Job » Lay out, as a Markdown table with columns n (row number) and Line, the part of the entries below that opens with the line containing "Indicate the white lichen" and closes with the line containing "pixel 445 130", both lines included and blank lines omitted.

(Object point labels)
━━━━━━━━━━━━━━━━━━━━━━━━━━━━━━

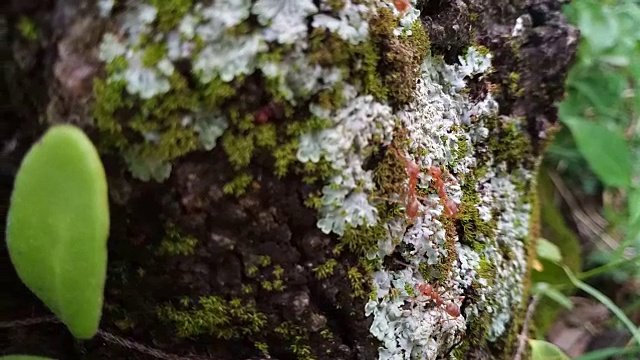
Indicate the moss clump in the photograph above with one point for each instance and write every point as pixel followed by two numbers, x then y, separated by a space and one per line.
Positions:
pixel 325 270
pixel 469 215
pixel 160 118
pixel 214 316
pixel 297 337
pixel 175 243
pixel 238 186
pixel 509 143
pixel 388 64
pixel 153 54
pixel 402 61
pixel 170 12
pixel 27 29
pixel 278 283
pixel 358 282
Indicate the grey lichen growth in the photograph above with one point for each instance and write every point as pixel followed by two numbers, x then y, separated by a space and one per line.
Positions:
pixel 445 129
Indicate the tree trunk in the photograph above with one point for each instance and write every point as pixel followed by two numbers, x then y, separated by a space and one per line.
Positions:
pixel 287 176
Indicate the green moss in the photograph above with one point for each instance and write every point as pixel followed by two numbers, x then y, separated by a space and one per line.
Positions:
pixel 469 215
pixel 263 348
pixel 27 28
pixel 238 186
pixel 175 243
pixel 508 142
pixel 325 270
pixel 252 270
pixel 296 337
pixel 239 149
pixel 264 260
pixel 170 12
pixel 358 282
pixel 214 316
pixel 487 271
pixel 153 54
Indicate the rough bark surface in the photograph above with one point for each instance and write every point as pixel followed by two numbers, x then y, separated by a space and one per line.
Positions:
pixel 183 251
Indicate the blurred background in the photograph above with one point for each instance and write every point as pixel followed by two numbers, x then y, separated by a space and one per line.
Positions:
pixel 587 276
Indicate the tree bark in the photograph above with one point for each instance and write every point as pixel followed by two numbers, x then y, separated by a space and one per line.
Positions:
pixel 258 157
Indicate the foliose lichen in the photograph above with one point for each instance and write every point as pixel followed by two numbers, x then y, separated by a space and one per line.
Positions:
pixel 174 84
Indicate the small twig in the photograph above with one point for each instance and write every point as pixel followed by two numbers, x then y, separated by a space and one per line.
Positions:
pixel 111 338
pixel 579 214
pixel 524 335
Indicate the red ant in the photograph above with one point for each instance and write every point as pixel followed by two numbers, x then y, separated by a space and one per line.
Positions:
pixel 450 206
pixel 402 5
pixel 411 202
pixel 427 291
pixel 411 199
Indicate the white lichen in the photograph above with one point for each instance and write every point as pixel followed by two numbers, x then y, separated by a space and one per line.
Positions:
pixel 445 130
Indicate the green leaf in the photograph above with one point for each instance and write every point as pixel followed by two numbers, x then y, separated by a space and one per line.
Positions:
pixel 606 302
pixel 597 24
pixel 58 224
pixel 542 350
pixel 604 148
pixel 634 206
pixel 553 294
pixel 548 250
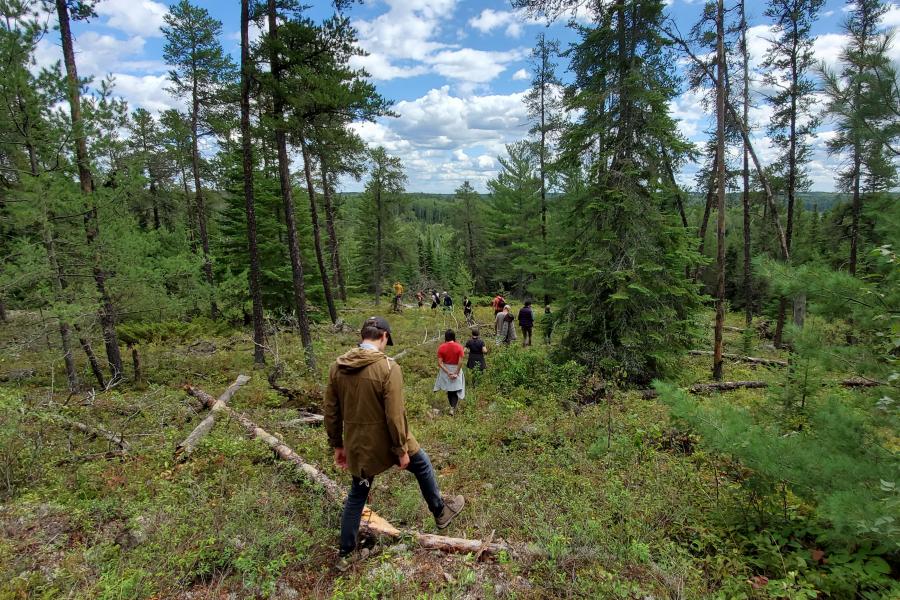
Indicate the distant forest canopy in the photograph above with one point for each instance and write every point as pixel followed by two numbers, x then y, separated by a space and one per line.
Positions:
pixel 231 208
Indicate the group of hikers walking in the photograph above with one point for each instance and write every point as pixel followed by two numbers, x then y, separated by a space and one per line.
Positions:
pixel 365 409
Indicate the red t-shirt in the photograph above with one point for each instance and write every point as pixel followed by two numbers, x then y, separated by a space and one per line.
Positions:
pixel 450 353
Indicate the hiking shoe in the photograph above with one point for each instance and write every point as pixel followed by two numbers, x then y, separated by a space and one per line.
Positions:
pixel 452 507
pixel 345 562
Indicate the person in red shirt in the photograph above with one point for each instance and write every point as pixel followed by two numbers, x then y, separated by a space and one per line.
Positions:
pixel 450 374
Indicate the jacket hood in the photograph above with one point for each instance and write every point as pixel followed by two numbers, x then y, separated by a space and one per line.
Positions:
pixel 359 358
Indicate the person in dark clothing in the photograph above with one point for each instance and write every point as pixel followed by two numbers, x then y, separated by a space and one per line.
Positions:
pixel 365 418
pixel 526 322
pixel 476 349
pixel 548 324
pixel 467 311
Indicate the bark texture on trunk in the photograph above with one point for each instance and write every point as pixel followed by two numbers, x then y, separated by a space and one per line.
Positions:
pixel 330 218
pixel 745 174
pixel 107 312
pixel 259 335
pixel 215 406
pixel 371 522
pixel 284 175
pixel 720 185
pixel 317 238
pixel 92 358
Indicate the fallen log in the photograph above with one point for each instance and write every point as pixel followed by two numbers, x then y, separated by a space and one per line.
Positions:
pixel 728 386
pixel 753 360
pixel 304 419
pixel 187 447
pixel 93 431
pixel 371 522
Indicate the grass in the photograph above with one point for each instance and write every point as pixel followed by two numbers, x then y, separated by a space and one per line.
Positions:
pixel 616 507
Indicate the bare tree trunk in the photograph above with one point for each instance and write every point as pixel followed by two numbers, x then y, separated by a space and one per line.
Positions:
pixel 333 244
pixel 748 282
pixel 720 177
pixel 379 251
pixel 59 283
pixel 107 312
pixel 287 196
pixel 154 195
pixel 543 161
pixel 198 201
pixel 92 358
pixel 745 135
pixel 855 211
pixel 317 238
pixel 259 336
pixel 136 364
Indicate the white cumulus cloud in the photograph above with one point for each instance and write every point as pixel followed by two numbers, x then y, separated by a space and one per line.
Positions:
pixel 140 17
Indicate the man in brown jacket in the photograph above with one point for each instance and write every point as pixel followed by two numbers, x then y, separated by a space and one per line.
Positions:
pixel 365 417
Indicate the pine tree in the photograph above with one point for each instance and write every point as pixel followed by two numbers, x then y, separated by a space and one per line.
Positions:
pixel 788 65
pixel 513 223
pixel 720 190
pixel 200 71
pixel 284 177
pixel 107 310
pixel 854 100
pixel 253 274
pixel 386 181
pixel 629 305
pixel 543 105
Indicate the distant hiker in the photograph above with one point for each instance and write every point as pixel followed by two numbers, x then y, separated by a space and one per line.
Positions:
pixel 467 311
pixel 498 303
pixel 526 322
pixel 451 378
pixel 547 324
pixel 398 296
pixel 477 349
pixel 365 417
pixel 505 324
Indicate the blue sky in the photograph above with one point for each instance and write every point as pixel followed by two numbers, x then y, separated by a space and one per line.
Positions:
pixel 456 70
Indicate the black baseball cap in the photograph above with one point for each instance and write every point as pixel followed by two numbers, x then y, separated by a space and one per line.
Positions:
pixel 380 323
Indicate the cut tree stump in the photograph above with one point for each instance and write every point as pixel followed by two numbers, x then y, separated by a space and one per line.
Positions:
pixel 371 522
pixel 187 447
pixel 754 360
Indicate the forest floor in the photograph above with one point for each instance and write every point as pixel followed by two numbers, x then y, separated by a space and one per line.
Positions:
pixel 619 501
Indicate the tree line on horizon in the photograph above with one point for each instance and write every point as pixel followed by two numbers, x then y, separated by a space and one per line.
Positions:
pixel 197 211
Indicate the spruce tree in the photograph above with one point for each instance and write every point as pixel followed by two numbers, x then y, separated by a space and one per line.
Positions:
pixel 200 71
pixel 107 310
pixel 854 100
pixel 253 275
pixel 543 105
pixel 788 68
pixel 629 305
pixel 513 223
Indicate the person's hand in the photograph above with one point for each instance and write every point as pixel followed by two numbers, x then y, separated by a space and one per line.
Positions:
pixel 340 458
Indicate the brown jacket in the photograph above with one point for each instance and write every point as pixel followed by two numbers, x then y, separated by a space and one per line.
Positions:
pixel 365 413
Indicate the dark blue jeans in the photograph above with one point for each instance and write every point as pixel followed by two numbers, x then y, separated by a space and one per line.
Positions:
pixel 419 465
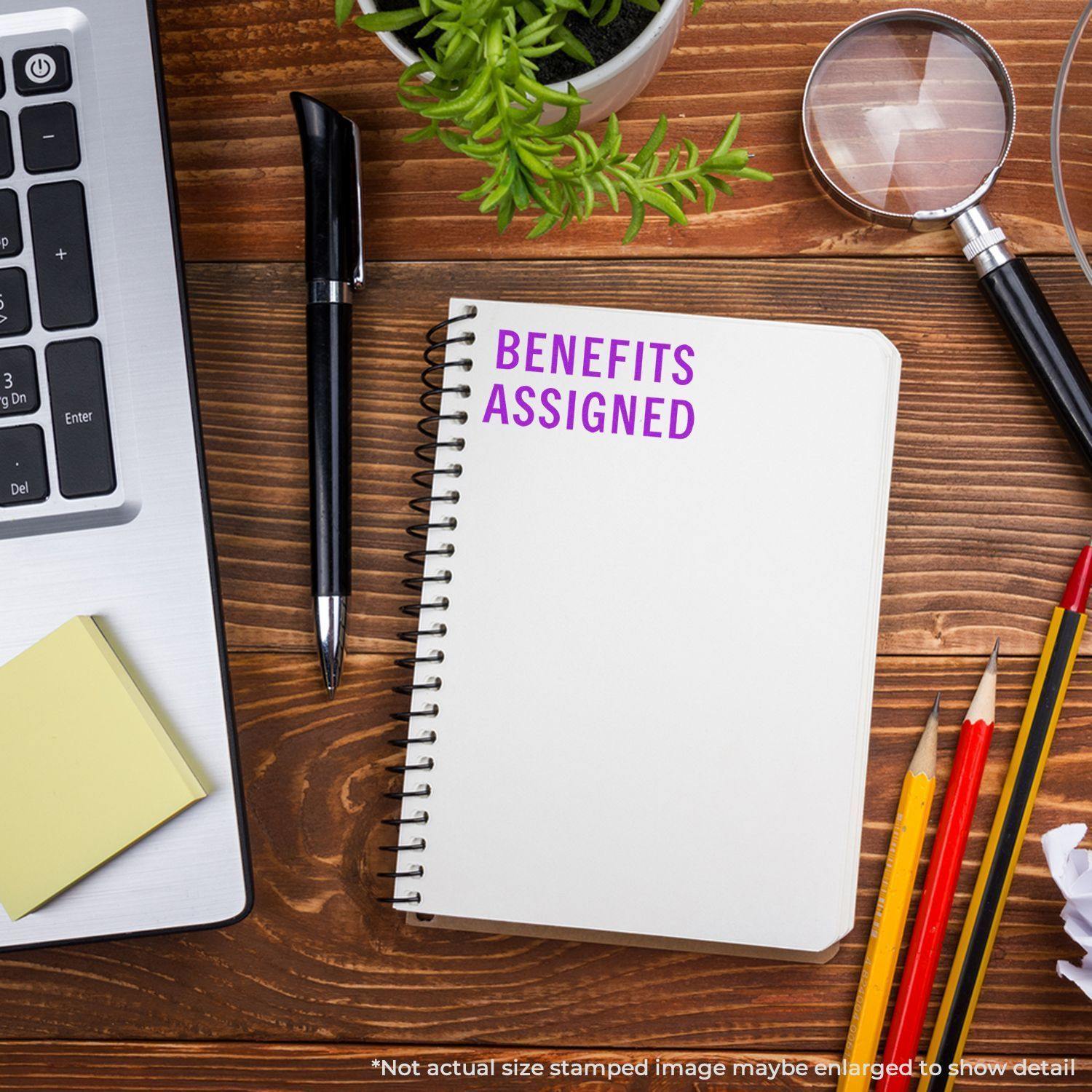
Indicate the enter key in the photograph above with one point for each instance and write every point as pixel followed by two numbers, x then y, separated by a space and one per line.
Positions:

━━━━━━━━━━━━━━━━━━━━━━━━━━━━━━

Final result »
| n | Line |
|---|---|
| 1 | Indicate the white lichen in the photograph above with one point for each instance and write every point as pixel followed by two numbers, x then y, separated by a space and one per line. |
| 2 | Positions: |
| 3 | pixel 445 130 |